[[ The data, beginning ]]

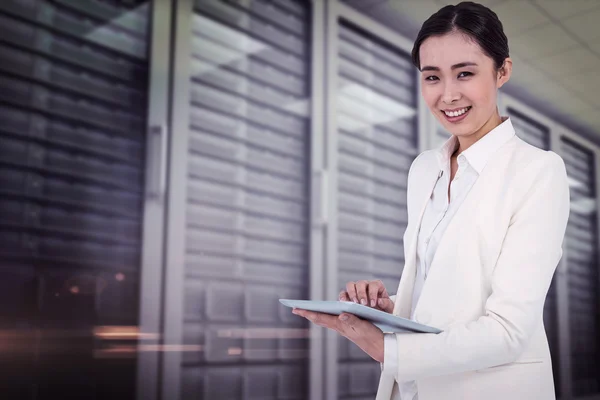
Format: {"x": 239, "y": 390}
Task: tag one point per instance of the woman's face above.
{"x": 460, "y": 84}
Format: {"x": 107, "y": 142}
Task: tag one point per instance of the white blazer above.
{"x": 487, "y": 283}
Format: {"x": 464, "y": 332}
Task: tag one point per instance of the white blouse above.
{"x": 437, "y": 216}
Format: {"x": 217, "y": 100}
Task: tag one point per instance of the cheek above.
{"x": 482, "y": 93}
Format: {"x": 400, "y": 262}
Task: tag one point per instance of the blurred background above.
{"x": 169, "y": 169}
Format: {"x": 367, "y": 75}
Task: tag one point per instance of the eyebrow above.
{"x": 455, "y": 66}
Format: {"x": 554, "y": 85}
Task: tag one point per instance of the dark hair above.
{"x": 473, "y": 19}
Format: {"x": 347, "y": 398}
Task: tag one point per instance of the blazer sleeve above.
{"x": 530, "y": 252}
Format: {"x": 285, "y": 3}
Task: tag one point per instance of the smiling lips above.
{"x": 457, "y": 113}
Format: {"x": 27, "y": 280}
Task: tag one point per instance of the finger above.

[[ The data, end ]]

What to do ->
Copy out all the data exactly. The images should not appear in the copy.

Solution ->
Format: {"x": 239, "y": 390}
Task: tag one point per instance of the woman's face above.
{"x": 460, "y": 84}
Format: {"x": 107, "y": 142}
Task: tag one point per instance of the white blazer above.
{"x": 487, "y": 283}
Format: {"x": 464, "y": 332}
Task: tag one point per instance of the white blouse above.
{"x": 437, "y": 216}
Format: {"x": 217, "y": 100}
Task: tag one point per instance of the cheek above.
{"x": 482, "y": 93}
Format: {"x": 400, "y": 262}
Task: tag one point per instance of the blurred background above.
{"x": 169, "y": 169}
Format: {"x": 367, "y": 75}
Task: tag one point per instance of the eyebrow above.
{"x": 455, "y": 66}
Format: {"x": 554, "y": 85}
Task: tag one point per instance of the dark hair above.
{"x": 473, "y": 19}
Format: {"x": 347, "y": 398}
Task: tag one point per instance of the blazer sleeve above.
{"x": 530, "y": 252}
Format: {"x": 285, "y": 3}
Task: tag one point per instance of the smiling lips above.
{"x": 457, "y": 113}
Format: {"x": 27, "y": 280}
Task: tag one point per instance of the finger above.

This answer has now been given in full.